Extract to read
>>

Man can that guy talk!

I had the good fortune as a student to have some very enthusiastic, engaging teachers.  One in particular lead me to explore writing and public speaking in ways that I probably would not have if I hadn’t met and looked up to her.  All these years later I find that my experience at that point in my life has allowed me to do some very interesting things, particularly related to standing up in front of large groups of strangers and speaking at length about things that interest me.


This weekend, in fact, I’m leading a hands-on clinic/lecture at the home of one of Bangor’s most interesting small businesses, Central Street Farmhouse.  This will mark the third year I’ve been invited to lead a ‘Square Foot Gardening’ class in the CSF Pocket Park, a beautiful little spot that the owners, Zeth and Betsy Lundy, have reclaimed from the depths of disrepair and turned into a haven for brewers, gardeners and passersby alike.

The class will begin at 9 am. in the pocket park adjacent to Central Street Farmhouse.  You can learn more about the class by visiting the CSF Facebook page.  Hopefully, you’ll visit the page, check it out and have your smart phone remind you that you need to be at Central Street Farmhouse at 9 am on Saturday May 10th.

I’ll be discussing many ways you can produce your own fresh, healthy, synthetic chemical free food no matter how little space you think you have.  As a commercial farmer I farm using square foot gardening methods that were used in Paris in the mid 1700’s by the maraîchères, which were market gardeners farming an average of 2 acres of land.  These small landowners were able to produce enough fresh produce, year round, to feed the city and export throughout the continent.  I follow this model and it is essentially a commercial version of square foot gardening, which has taken off as the food revolution has expanded here in the U.S. over the last decade.

<<

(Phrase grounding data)
>>

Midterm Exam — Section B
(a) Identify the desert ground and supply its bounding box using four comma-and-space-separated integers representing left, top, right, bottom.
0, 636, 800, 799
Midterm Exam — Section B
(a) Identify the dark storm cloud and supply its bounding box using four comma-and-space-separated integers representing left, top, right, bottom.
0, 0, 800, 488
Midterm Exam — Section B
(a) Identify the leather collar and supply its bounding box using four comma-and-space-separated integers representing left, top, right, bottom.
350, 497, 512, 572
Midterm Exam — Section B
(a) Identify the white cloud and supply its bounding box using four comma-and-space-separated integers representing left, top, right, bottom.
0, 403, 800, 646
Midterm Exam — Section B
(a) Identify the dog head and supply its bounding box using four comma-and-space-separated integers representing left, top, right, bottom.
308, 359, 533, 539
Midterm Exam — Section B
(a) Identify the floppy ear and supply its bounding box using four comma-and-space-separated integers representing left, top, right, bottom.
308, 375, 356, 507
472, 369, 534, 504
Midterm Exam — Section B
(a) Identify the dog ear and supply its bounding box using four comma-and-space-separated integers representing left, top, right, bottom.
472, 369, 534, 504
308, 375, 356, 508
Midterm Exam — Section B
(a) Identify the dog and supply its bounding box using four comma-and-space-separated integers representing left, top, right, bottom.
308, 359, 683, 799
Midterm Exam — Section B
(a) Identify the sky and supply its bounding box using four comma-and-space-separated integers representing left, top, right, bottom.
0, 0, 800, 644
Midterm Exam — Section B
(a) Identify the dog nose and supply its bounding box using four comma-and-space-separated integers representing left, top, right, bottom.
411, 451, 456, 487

<<

Instructions for the task
In the gardening class post, write out the part between "This weekend, in" and "Saturday May 10th.", inclusive, substituting "CSF" for every "Central Street Farmhouse".

Response to this exercise
This weekend, in fact, I’m leading a hands-on clinic/lecture at the home of one of Bangor’s most interesting small businesses, CSF.  This will mark the third year I’ve been invited to lead a ‘Square Foot Gardening’ class in the CSF Pocket Park, a beautiful little spot that the owners, Zeth and Betsy Lundy, have reclaimed from the depths of disrepair and turned into a haven for brewers, gardeners and passersby alike.

The class will begin at 9 am. in the pocket park adjacent to CSF.  You can learn more about the class by visiting the CSF Facebook page.  Hopefully, you’ll visit the page, check it out and have your smart phone remind you that you need to be at CSF at 9 am on Saturday May 10th.